— Start PAGE EXCERPT —

But these types of feeds are what are being used by the IPTV streamers, and what is causing the problems in the uK, and for other broadcasters.

So instead of a BeIN or NBC webfeed, they simply need a gol stadium feed... with the appropriate VPN to access the channels....

And if the PL get wind that Gol Stadium feeds are being used in such manner in pubs int he UK, then they can, like the have with bein, request no internet feeds for certain matches...


Setanta Ireland show one 3pm KO - one of the two that are allocated to European broadcasters to show.


----------



## sat (Jul 20, 2008)

Pazcat said:


> Out of curiosity is the BeIn sports satellite the same as canal france?
> Would it be possible to get French tv as well as BeIn on it?
> Either pay tv or are there any French freeview channels on that beam.


There are a few versions of Bein SPorts - regional versions.
There is a French version - available on the French tv satellites (Astra 1).
And so yes, with appropriate viewing card or subscription, you can get French TV, and the French version of BeIN Sports, from the same satellite.


And there is the MENA (Middle East and North Africa) version.
This version tranmits from two locations - both the same chanensl - at 26 east and 7 west.

— End PAGE EXCERPT —
— Start GIVEN ENTRIES —

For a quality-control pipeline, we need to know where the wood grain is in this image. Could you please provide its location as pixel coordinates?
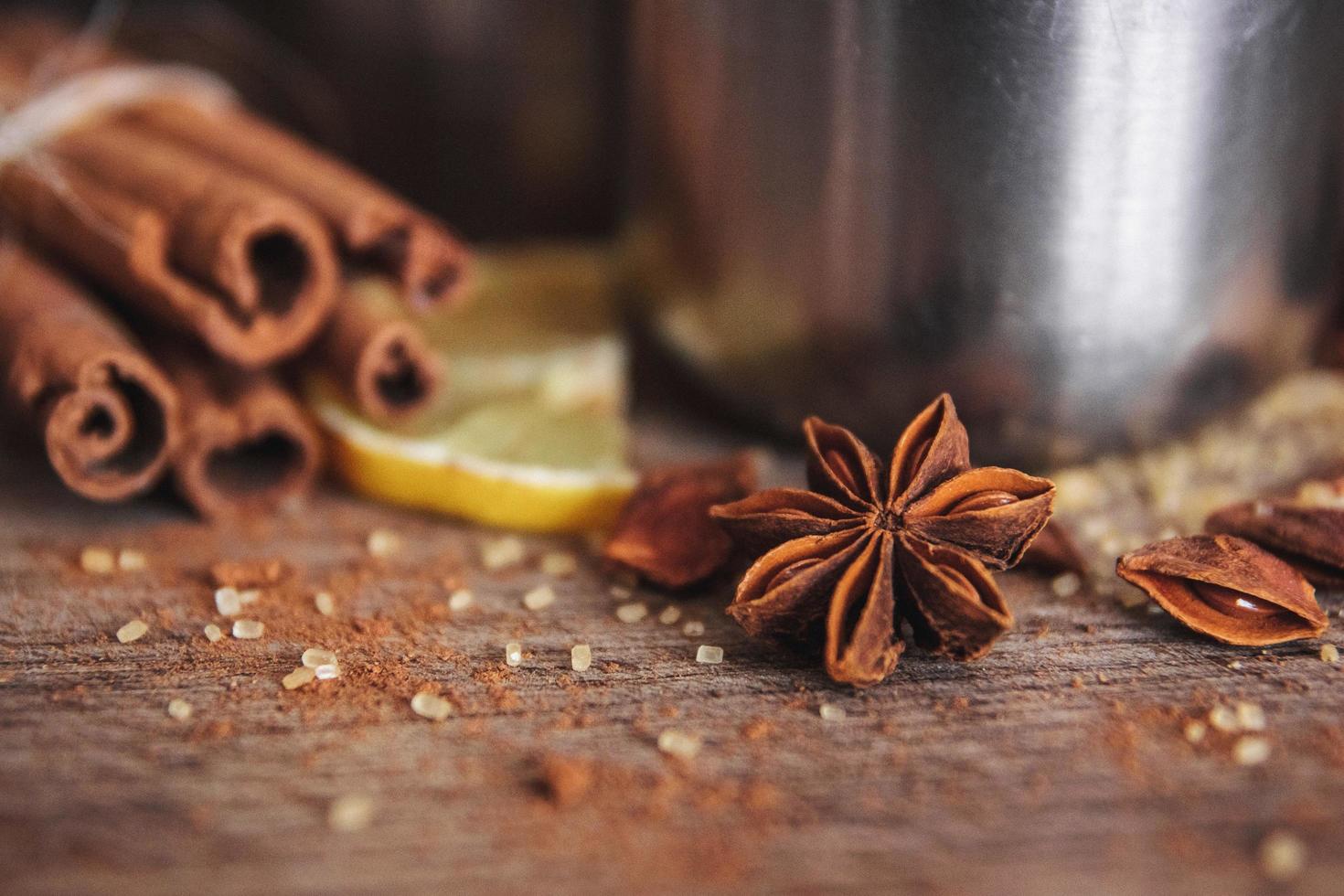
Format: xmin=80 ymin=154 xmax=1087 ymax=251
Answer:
xmin=0 ymin=430 xmax=1344 ymax=893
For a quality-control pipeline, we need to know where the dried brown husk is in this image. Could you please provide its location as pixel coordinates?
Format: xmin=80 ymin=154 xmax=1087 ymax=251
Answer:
xmin=1204 ymin=501 xmax=1344 ymax=589
xmin=603 ymin=452 xmax=755 ymax=589
xmin=1115 ymin=535 xmax=1329 ymax=646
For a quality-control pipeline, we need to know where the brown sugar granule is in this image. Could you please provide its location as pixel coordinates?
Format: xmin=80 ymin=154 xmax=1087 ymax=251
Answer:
xmin=741 ymin=719 xmax=774 ymax=741
xmin=209 ymin=560 xmax=293 ymax=590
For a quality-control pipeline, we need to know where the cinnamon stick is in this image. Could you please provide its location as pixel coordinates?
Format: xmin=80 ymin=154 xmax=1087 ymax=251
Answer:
xmin=125 ymin=100 xmax=468 ymax=310
xmin=158 ymin=347 xmax=321 ymax=518
xmin=315 ymin=277 xmax=443 ymax=421
xmin=0 ymin=123 xmax=338 ymax=367
xmin=0 ymin=240 xmax=177 ymax=501
xmin=0 ymin=15 xmax=469 ymax=310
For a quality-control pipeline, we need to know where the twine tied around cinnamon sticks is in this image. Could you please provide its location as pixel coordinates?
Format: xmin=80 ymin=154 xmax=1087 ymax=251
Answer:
xmin=0 ymin=22 xmax=466 ymax=516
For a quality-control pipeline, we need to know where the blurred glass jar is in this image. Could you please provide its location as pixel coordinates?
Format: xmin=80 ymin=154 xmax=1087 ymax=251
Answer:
xmin=627 ymin=0 xmax=1344 ymax=464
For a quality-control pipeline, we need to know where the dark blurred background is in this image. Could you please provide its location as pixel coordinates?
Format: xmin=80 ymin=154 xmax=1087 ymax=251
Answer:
xmin=26 ymin=0 xmax=626 ymax=240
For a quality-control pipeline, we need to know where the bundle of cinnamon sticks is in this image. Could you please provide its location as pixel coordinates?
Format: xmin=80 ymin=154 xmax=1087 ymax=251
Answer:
xmin=0 ymin=19 xmax=468 ymax=516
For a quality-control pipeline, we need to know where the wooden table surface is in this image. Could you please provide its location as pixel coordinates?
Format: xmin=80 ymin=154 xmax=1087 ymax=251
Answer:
xmin=0 ymin=421 xmax=1344 ymax=895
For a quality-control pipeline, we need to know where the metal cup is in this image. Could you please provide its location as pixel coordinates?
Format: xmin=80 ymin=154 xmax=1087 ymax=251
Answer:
xmin=629 ymin=0 xmax=1344 ymax=464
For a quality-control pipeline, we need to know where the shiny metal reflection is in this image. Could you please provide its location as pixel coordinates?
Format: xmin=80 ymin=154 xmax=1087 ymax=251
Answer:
xmin=630 ymin=0 xmax=1344 ymax=462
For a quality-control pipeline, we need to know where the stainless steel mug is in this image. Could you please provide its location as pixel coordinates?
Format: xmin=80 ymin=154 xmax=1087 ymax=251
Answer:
xmin=629 ymin=0 xmax=1344 ymax=464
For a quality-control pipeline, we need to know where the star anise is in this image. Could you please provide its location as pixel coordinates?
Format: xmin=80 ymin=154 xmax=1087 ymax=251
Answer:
xmin=711 ymin=395 xmax=1055 ymax=687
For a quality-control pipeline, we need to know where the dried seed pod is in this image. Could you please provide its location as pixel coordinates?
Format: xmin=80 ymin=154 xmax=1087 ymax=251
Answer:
xmin=901 ymin=538 xmax=1012 ymax=659
xmin=1204 ymin=501 xmax=1344 ymax=587
xmin=1115 ymin=535 xmax=1329 ymax=646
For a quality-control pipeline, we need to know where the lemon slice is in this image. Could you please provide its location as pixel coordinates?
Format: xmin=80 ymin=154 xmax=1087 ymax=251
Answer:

— End GIVEN ENTRIES —

WRITTEN PROBLEM: Rewrite the forum excerpt starting with "There are a" and going on through "the same satellite.", substituting "smart card" for "viewing card". Work only from the forum excerpt, not from the records.

EXERCISE ANSWER:
There are a few versions of Bein SPorts - regional versions.
There is a French version - available on the French tv satellites (Astra 1).
And so yes, with appropriate smart card or subscription, you can get French TV, and the French version of BeIN Sports, from the same satellite.